■ Passage ■
::::::
The district court concluded that the defendants had not been deliberately indifferent.
We affirm.

        Powell began receiving treatment after injuring his left knee during a basketball
game at the Western Illinois Correctional Center. He saw a nurse two days later,
complaining of knee pain and difficulty walking and straightening his leg. The nurse
gave him a cold compress and Tylenol. Two days after that, Powell saw Dr. Vipin Shah,
who recorded no swelling in the knee but noted Powell’s difficulty bending his leg.
Dr. Shah prescribed ibuprofen and a warm pack for what he described as Powell’s “soft
tissue injury to the left knee.” After Powell received an x-ray two days later, Dr. Shah
concluded that the injury was likely caused by an “osteochondral lesion-osteochondral
dessicans” or possibly a bone fracture.1 He prescribed ibuprofen, crutches, an Ace
bandage, and a knee brace for six months; and he recommended that Powell be assigned
to a first-floor cell and a low bunk.
::::::
■ Exercise requirements ■
1 - In the court opinion, copy everything from "Powell began receiving" down to "bending his leg.", substituting "medical technician" for "nurse".
2 - According to the court opinion, what did the nurse give Powell?
3 - Translate this sentence from the court opinion into Spanish: "The district court concluded that the defendants had not been deliberately indifferent."

■ Information provided ■
::::::
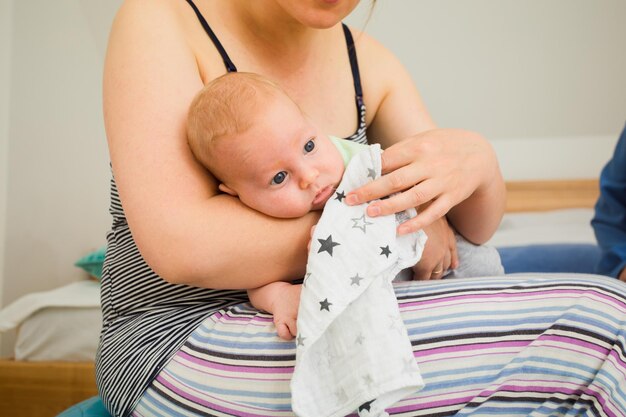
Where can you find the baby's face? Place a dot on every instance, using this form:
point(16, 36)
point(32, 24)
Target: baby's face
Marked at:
point(283, 166)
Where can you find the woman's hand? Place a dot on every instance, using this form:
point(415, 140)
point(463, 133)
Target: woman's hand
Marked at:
point(285, 310)
point(444, 167)
point(439, 254)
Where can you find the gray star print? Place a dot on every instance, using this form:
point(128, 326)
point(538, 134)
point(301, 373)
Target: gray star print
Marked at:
point(324, 305)
point(356, 280)
point(361, 223)
point(327, 245)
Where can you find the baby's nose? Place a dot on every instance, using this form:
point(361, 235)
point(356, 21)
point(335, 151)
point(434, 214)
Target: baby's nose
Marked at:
point(308, 177)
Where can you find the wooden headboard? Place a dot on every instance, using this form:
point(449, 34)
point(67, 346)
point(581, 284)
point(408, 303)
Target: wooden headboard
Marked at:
point(551, 194)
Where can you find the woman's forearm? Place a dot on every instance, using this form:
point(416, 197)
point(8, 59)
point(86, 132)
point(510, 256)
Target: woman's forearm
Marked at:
point(224, 244)
point(478, 216)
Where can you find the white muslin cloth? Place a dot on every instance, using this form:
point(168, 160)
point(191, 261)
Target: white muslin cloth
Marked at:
point(353, 351)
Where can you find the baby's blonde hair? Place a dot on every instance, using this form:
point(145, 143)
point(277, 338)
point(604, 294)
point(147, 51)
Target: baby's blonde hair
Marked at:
point(226, 106)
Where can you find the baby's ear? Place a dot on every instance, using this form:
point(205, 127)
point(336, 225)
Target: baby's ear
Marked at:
point(226, 189)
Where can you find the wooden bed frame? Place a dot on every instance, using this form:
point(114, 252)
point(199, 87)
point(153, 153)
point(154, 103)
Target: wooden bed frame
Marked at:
point(45, 389)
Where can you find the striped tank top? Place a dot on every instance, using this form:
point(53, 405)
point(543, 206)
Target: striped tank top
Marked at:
point(146, 319)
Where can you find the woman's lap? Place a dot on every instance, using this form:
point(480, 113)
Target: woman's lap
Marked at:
point(500, 346)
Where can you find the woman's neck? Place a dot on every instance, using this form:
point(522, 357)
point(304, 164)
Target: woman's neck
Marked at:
point(273, 34)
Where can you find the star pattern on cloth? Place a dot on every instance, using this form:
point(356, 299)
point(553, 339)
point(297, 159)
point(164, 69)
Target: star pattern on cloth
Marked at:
point(327, 245)
point(366, 406)
point(361, 223)
point(384, 250)
point(341, 395)
point(355, 280)
point(367, 378)
point(325, 304)
point(395, 323)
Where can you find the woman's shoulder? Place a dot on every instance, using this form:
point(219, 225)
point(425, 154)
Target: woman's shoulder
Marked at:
point(380, 69)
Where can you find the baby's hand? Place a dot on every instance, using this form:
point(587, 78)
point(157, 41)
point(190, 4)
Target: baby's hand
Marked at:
point(285, 310)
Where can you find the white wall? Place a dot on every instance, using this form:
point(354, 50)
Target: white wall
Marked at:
point(6, 11)
point(530, 75)
point(56, 189)
point(544, 80)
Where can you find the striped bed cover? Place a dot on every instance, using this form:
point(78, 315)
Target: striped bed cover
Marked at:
point(529, 345)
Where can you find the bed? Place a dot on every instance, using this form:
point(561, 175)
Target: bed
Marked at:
point(51, 371)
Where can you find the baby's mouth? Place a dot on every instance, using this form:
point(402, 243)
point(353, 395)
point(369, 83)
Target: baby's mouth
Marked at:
point(323, 195)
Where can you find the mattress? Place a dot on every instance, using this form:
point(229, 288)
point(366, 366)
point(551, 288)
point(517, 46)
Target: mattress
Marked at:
point(59, 325)
point(556, 226)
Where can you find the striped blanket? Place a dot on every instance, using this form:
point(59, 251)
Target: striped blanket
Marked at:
point(528, 345)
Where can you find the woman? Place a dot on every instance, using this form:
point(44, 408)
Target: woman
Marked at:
point(177, 335)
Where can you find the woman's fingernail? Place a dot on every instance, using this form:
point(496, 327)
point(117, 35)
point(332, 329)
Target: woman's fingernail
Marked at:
point(352, 199)
point(373, 211)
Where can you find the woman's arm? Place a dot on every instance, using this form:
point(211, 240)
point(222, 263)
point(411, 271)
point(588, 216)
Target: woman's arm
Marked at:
point(455, 169)
point(184, 229)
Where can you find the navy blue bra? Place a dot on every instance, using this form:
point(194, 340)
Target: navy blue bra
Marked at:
point(360, 134)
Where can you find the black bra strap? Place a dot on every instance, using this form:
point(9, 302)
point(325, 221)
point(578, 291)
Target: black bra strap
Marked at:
point(354, 65)
point(230, 67)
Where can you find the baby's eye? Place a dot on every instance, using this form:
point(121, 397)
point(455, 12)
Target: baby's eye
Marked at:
point(309, 146)
point(279, 178)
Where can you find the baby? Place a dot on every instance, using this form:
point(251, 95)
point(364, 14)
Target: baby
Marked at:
point(262, 149)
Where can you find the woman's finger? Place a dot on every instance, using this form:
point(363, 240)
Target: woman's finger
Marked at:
point(396, 181)
point(454, 261)
point(436, 210)
point(413, 197)
point(437, 273)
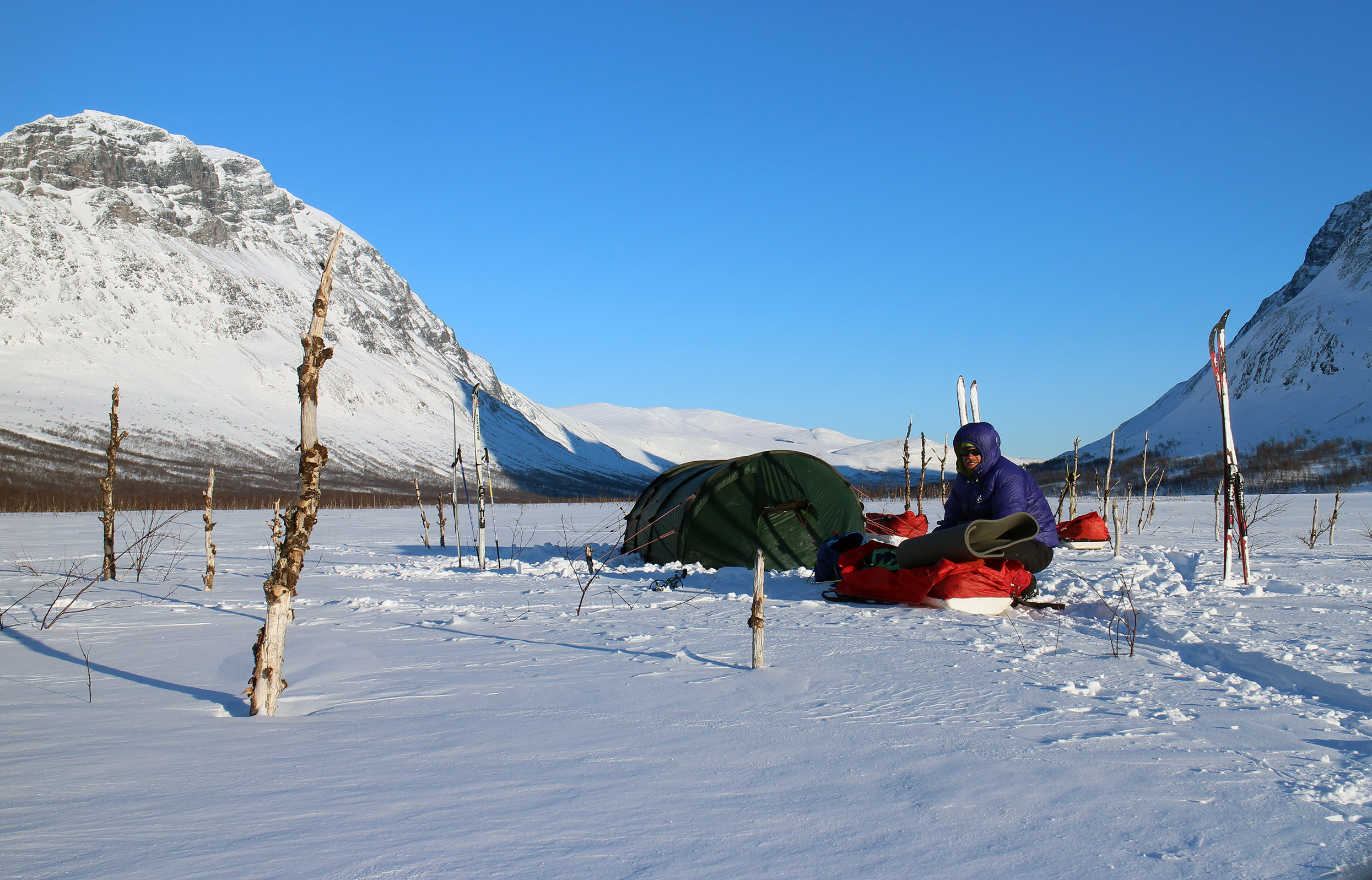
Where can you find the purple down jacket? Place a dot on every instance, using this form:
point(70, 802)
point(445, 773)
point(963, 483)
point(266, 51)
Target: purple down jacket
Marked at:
point(998, 488)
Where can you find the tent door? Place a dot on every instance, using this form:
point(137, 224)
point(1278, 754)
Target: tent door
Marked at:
point(787, 532)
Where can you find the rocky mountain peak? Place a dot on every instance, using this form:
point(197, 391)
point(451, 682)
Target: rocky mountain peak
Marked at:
point(131, 255)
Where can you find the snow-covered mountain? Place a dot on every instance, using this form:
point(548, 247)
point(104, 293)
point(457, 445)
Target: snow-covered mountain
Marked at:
point(186, 275)
point(677, 436)
point(1301, 365)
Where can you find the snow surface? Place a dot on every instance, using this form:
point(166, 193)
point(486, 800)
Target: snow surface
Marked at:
point(186, 275)
point(446, 722)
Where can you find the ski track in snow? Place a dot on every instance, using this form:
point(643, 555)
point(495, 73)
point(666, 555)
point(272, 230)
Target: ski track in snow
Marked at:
point(445, 722)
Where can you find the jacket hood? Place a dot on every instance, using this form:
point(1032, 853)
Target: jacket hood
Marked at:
point(984, 437)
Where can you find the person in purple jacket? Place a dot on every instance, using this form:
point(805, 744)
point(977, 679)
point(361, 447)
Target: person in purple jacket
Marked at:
point(990, 487)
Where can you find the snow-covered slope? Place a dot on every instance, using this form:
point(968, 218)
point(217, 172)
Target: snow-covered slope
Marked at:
point(184, 274)
point(677, 436)
point(1303, 364)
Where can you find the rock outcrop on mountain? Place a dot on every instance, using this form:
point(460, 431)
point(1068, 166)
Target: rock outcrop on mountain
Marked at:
point(1300, 368)
point(184, 274)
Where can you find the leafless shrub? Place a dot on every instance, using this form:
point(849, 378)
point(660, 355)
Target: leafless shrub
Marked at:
point(152, 535)
point(1124, 616)
point(85, 655)
point(1260, 512)
point(62, 590)
point(520, 535)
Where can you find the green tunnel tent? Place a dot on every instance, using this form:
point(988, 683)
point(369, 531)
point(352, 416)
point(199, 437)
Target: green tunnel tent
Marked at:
point(721, 512)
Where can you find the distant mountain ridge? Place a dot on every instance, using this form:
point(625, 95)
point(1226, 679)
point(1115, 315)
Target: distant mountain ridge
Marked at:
point(186, 275)
point(1301, 367)
point(678, 436)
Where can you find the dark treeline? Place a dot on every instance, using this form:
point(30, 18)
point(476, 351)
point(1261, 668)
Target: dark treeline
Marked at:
point(1271, 467)
point(57, 501)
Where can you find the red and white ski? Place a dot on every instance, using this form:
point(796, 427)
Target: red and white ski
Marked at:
point(480, 488)
point(1235, 523)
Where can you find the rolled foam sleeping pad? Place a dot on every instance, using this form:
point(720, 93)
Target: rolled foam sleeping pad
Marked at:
point(981, 538)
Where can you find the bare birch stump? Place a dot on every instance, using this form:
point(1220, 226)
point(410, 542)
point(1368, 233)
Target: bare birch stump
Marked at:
point(278, 527)
point(423, 515)
point(107, 487)
point(209, 535)
point(906, 459)
point(1105, 499)
point(757, 617)
point(924, 463)
point(269, 652)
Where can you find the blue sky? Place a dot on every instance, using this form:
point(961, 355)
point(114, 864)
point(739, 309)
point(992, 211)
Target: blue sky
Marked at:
point(811, 213)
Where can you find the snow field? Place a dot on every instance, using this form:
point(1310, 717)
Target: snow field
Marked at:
point(447, 722)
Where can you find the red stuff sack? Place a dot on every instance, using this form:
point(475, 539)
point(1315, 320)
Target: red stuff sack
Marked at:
point(908, 525)
point(1088, 527)
point(979, 579)
point(867, 574)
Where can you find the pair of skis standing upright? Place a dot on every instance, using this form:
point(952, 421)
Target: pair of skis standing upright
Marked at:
point(483, 490)
point(1235, 520)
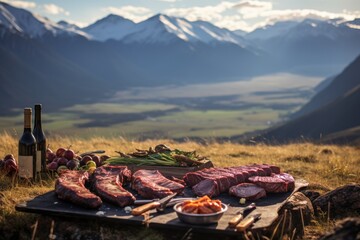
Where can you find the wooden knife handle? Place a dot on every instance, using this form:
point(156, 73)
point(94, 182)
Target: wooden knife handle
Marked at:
point(245, 224)
point(235, 220)
point(143, 208)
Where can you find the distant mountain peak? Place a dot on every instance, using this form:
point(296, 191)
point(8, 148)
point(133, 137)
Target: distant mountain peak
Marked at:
point(110, 27)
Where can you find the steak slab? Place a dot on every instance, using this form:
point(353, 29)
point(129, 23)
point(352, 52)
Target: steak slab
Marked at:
point(207, 187)
point(249, 191)
point(70, 187)
point(277, 183)
point(152, 184)
point(107, 183)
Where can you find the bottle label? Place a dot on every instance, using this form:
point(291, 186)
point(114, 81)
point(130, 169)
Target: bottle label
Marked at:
point(38, 161)
point(26, 166)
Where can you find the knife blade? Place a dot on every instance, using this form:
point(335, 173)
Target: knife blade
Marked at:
point(247, 222)
point(171, 202)
point(240, 216)
point(155, 204)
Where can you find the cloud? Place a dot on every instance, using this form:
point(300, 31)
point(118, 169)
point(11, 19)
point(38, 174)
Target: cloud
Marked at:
point(253, 4)
point(225, 14)
point(134, 13)
point(20, 4)
point(54, 9)
point(206, 13)
point(250, 14)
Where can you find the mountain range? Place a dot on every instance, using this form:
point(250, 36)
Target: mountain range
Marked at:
point(331, 116)
point(62, 64)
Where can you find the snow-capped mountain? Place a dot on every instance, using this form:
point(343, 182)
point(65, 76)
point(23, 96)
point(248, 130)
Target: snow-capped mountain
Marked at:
point(111, 27)
point(322, 46)
point(332, 28)
point(165, 29)
point(271, 30)
point(23, 22)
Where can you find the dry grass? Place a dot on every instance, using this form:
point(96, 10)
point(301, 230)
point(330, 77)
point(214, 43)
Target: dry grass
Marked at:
point(323, 166)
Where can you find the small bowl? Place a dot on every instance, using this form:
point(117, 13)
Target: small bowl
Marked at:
point(193, 218)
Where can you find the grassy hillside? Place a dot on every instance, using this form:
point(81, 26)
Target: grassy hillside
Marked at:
point(323, 166)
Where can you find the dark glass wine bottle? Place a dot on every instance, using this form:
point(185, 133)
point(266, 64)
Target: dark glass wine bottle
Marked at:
point(40, 141)
point(27, 149)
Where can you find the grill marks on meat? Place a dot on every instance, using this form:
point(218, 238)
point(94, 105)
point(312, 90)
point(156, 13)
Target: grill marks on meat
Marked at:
point(207, 187)
point(107, 183)
point(249, 191)
point(70, 187)
point(152, 184)
point(219, 180)
point(277, 183)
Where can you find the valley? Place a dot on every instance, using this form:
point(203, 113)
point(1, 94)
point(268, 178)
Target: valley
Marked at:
point(179, 112)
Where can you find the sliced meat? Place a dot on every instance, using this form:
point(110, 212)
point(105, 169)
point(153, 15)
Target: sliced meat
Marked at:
point(249, 191)
point(152, 184)
point(276, 183)
point(224, 180)
point(207, 187)
point(70, 187)
point(107, 183)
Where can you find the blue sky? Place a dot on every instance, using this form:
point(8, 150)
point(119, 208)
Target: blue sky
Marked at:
point(237, 14)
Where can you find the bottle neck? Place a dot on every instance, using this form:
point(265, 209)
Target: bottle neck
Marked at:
point(27, 122)
point(37, 123)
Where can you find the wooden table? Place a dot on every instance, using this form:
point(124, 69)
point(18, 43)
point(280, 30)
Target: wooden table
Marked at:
point(49, 204)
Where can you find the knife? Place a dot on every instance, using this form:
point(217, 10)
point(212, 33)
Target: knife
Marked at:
point(240, 216)
point(170, 203)
point(247, 222)
point(160, 204)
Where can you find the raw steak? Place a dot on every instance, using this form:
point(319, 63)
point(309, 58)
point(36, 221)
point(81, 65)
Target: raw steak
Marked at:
point(152, 184)
point(70, 187)
point(249, 191)
point(276, 183)
point(206, 187)
point(107, 183)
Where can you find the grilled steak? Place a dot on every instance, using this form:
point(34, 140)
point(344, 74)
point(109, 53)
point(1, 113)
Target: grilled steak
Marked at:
point(152, 184)
point(249, 191)
point(107, 183)
point(70, 187)
point(207, 187)
point(276, 183)
point(226, 177)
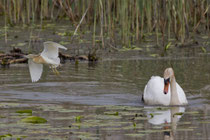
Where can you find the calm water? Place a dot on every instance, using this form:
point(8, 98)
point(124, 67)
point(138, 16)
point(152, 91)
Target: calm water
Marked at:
point(107, 97)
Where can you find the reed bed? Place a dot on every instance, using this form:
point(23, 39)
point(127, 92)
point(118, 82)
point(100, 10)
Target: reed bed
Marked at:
point(129, 20)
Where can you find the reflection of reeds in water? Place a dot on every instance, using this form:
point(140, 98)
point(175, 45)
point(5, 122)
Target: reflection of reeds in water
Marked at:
point(131, 20)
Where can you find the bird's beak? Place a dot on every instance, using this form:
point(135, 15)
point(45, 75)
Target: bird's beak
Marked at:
point(166, 85)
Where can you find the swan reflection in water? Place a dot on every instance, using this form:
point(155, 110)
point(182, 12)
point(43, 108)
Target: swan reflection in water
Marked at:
point(166, 116)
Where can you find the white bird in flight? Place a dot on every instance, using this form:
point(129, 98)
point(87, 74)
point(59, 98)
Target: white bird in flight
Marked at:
point(48, 56)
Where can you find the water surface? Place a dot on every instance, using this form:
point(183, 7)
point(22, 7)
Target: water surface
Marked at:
point(107, 97)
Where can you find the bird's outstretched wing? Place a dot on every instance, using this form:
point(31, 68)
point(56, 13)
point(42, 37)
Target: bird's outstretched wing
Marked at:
point(50, 52)
point(35, 70)
point(51, 49)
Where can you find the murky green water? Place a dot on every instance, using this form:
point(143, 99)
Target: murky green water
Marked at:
point(103, 101)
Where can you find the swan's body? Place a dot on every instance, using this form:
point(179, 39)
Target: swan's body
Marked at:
point(156, 92)
point(48, 56)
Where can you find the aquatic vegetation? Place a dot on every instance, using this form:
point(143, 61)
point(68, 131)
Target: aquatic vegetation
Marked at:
point(131, 21)
point(34, 119)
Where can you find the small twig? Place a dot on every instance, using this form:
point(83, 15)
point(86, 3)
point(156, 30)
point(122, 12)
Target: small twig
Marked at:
point(195, 28)
point(80, 23)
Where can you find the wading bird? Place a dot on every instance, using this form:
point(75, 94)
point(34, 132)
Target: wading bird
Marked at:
point(164, 91)
point(49, 56)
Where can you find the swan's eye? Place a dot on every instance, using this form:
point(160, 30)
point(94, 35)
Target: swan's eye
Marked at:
point(166, 81)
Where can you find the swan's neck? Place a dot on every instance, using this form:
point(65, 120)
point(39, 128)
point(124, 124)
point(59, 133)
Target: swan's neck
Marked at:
point(174, 94)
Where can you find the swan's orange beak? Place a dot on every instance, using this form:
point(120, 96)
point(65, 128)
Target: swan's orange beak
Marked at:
point(166, 85)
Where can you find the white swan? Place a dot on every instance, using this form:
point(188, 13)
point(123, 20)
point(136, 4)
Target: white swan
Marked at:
point(164, 91)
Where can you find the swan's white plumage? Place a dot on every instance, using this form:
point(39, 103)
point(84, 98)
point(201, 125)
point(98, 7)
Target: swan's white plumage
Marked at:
point(153, 93)
point(163, 116)
point(35, 70)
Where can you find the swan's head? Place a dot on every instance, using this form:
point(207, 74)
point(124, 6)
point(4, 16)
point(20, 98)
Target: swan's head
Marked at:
point(30, 56)
point(168, 74)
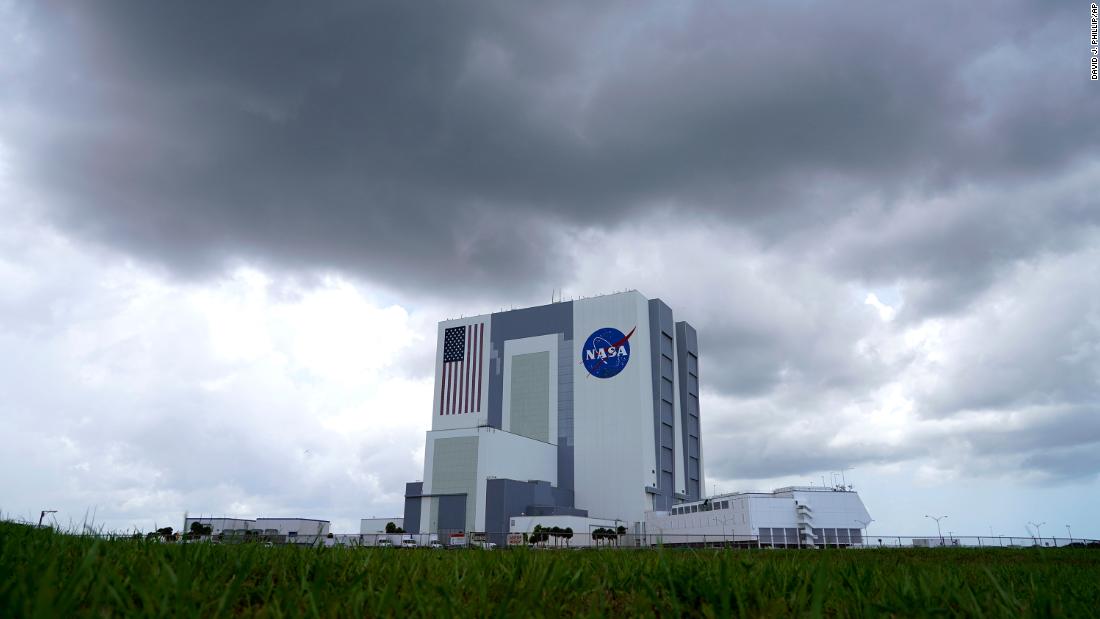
::::::
■ Task-by-task solutions ■
1 -
Powell began receiving treatment after injuring his left knee during a basketball
game at the Western Illinois Correctional Center. He saw a medical technician two days later,
complaining of knee pain and difficulty walking and straightening his leg. The medical technician
gave him a cold compress and Tylenol. Two days after that, Powell saw Dr. Vipin Shah,
who recorded no swelling in the knee but noted Powell’s difficulty bending his leg.

2 - A cold compress and Tylenol.

3 - El tribunal de distrito concluyó que los demandados no habían sido deliberadamente indiferentes.